Texte du document:
● ● ● ● ●
Wikimedia est un projet de culture libre utopique. Son objectif n’est pas seulement de recueillir des connaissances, son objectif est de le faire librement. Wikipedia a été créée avant de savoir s’il était sûr qu’une encyclopédie libre pouvait exister, serait un succès ou si elle serait mieux que les solutions propriétaires existantes. Son objectif était d’être libre, ouverte et sans restriction. Ironiquement, c’est cet attachement idéaliste qui a conduit à la création d’alternatives et à redéfinir ce qui est possible et réaliste de faire. Dans le monde du Libre, rien ne le prouve mieux que Wikipedia. Rien ne donne, plus qu’elle, l’espoir aux Utopistes de la culture libre.
● ● ● ● ●
Entrées de données extraites:
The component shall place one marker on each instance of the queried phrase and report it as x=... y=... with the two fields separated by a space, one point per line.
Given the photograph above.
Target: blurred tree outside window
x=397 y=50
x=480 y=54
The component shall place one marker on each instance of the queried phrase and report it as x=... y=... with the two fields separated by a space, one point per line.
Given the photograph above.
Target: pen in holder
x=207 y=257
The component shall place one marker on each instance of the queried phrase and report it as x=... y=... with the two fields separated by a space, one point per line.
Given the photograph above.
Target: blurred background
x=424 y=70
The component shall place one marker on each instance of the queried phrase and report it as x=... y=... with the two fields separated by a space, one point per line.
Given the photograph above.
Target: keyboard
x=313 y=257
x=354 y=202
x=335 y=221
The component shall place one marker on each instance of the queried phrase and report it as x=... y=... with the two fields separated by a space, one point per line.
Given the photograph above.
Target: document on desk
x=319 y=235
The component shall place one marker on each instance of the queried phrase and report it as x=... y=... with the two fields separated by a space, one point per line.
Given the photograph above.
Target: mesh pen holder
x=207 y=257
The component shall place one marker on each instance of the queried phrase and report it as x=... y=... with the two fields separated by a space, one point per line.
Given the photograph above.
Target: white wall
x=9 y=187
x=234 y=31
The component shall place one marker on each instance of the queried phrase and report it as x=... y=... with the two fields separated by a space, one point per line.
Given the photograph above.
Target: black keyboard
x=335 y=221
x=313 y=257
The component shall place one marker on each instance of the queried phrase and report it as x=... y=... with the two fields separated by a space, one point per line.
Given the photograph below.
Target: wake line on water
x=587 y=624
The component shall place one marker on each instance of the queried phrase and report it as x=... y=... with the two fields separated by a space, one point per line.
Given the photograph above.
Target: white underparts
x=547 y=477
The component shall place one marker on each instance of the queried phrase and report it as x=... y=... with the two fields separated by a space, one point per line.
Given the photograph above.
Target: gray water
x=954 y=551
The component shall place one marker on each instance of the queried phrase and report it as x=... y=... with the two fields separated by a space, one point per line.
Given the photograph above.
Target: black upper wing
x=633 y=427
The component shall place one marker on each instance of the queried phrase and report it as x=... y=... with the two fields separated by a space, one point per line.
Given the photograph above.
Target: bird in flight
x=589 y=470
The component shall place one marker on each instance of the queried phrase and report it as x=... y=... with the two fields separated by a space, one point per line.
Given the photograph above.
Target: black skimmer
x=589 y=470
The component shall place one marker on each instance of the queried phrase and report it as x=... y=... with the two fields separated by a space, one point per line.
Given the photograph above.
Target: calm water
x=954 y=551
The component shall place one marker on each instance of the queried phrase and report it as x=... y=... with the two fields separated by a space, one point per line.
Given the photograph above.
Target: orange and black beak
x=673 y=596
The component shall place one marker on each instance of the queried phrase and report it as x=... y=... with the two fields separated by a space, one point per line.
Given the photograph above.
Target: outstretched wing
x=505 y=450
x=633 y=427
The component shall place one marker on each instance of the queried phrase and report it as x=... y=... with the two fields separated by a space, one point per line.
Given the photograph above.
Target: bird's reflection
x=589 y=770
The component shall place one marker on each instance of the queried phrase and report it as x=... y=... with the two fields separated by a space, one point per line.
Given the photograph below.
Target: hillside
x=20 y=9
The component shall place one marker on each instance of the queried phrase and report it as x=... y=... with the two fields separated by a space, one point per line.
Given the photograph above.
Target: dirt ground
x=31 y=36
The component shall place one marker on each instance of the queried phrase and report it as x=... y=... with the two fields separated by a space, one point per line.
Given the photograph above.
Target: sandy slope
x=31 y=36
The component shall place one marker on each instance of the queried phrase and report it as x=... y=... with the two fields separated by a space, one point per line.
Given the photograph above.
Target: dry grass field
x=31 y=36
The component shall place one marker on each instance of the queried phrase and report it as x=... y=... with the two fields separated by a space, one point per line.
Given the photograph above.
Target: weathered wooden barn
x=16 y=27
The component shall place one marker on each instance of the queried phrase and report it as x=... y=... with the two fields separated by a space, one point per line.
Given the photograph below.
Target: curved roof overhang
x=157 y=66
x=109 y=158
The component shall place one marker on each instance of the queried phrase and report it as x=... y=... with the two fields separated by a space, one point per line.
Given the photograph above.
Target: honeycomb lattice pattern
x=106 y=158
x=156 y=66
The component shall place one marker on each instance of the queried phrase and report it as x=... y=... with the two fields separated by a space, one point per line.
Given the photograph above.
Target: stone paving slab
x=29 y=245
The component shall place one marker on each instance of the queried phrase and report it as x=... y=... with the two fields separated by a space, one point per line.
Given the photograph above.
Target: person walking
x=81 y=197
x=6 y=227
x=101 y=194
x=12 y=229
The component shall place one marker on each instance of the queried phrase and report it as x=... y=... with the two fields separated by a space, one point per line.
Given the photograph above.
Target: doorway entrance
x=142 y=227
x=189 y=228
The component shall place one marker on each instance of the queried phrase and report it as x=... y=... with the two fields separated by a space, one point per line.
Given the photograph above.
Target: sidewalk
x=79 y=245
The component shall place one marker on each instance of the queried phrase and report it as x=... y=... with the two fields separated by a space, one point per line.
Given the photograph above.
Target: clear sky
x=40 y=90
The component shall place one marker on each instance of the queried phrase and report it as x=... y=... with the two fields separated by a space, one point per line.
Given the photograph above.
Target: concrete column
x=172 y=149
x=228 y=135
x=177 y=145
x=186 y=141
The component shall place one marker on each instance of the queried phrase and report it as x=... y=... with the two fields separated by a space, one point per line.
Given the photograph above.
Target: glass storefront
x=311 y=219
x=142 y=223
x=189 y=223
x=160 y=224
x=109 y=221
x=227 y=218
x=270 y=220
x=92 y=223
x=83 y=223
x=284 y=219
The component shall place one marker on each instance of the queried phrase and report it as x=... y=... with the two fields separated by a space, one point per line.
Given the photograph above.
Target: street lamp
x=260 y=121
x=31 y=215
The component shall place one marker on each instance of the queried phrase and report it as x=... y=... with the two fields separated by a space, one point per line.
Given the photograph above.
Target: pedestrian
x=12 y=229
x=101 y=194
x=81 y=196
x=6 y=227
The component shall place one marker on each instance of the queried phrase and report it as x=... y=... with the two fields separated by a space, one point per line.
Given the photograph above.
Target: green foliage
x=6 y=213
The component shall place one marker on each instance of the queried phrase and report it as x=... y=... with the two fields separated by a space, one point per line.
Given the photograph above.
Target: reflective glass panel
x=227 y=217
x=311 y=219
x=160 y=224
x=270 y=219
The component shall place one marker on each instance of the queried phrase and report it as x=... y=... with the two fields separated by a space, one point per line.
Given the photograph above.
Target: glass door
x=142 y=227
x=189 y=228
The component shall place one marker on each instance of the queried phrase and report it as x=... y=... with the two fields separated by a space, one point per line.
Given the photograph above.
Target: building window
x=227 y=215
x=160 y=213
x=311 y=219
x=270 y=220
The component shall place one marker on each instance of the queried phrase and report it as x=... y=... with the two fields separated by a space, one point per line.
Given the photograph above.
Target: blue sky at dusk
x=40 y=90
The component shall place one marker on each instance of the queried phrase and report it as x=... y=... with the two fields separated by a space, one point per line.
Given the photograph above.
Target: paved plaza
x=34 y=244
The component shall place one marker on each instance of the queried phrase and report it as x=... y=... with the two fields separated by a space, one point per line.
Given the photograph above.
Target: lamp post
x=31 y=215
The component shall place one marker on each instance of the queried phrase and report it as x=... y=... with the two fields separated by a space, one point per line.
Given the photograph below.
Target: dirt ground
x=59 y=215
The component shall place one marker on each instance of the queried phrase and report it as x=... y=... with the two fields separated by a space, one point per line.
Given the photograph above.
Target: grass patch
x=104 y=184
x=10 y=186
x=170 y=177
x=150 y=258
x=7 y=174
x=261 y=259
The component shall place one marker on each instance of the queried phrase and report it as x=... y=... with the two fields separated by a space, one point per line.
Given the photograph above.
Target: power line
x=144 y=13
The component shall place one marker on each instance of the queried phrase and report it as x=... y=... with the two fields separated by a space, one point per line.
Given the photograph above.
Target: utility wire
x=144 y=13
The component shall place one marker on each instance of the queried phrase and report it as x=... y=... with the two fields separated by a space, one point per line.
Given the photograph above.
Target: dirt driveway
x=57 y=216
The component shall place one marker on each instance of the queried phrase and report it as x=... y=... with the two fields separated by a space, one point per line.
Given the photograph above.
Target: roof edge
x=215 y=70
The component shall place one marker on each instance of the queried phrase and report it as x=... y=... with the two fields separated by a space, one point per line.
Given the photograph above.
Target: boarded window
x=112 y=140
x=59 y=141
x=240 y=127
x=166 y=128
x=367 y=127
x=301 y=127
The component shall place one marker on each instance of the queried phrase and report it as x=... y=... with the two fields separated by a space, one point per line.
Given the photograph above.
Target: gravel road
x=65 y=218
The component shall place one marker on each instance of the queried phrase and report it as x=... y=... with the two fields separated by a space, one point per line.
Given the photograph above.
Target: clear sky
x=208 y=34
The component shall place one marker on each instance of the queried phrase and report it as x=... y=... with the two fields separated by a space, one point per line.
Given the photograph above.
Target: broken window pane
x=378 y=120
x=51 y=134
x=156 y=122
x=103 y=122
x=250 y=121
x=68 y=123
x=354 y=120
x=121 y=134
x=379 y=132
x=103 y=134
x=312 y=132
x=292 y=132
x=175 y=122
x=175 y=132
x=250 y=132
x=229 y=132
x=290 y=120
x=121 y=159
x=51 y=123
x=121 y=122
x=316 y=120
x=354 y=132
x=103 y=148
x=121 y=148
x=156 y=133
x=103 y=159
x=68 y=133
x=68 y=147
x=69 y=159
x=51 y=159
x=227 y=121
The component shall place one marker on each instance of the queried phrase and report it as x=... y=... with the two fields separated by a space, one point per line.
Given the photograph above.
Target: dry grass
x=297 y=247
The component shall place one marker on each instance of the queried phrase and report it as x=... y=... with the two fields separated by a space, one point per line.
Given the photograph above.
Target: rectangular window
● ● ● ● ●
Travail à réaliser:
**A)** Répondez à ces questions d'après le texte sur Wikimedia :
(i) Au-delà de recueillir des connaissances, quel est l'objectif de Wikimedia ?
(ii) Qu'est-ce qui a conduit à la création d'alternatives ?
(iii) À qui Wikipedia donne-t-elle de l'espoir ?
**B)** Donnez la suite du texte sur Wikimedia, à partir de sa dernière phrase.
Les données forment un matériau à part, distinct du texte sur Wikimedia.

Réponses attendues:
**A)**
(i) Le faire librement.
(ii) L'attachement idéaliste de Wikipedia à être libre, ouverte et sans restriction.
(iii) Aux Utopistes de la culture libre.

**B)**
Wikimedia est importante tout simplement parce qu’elle existe et qui plus est parce qu’elle existe librement. Etant l’un des sites actifs les plus visités, Wikipedia est un endroit incontournable pour tout chercheur ou internaute. C’est souvent la réponse aux questions et à la curiosité de millions de personnes. Ce n’est pas simplement qu’elle a réponse à beaucoup de sujets, c’est plus que cela. Ce n’est plus trop un sujet controversé que de dire que Wikipedia est l’unique ouvrage de référence réellement impressionnant qui ait jamais été produit. Elle est l’un des plus importants ouvrages de culture existant dans le monde. Et qui plus est, elle est gratuite.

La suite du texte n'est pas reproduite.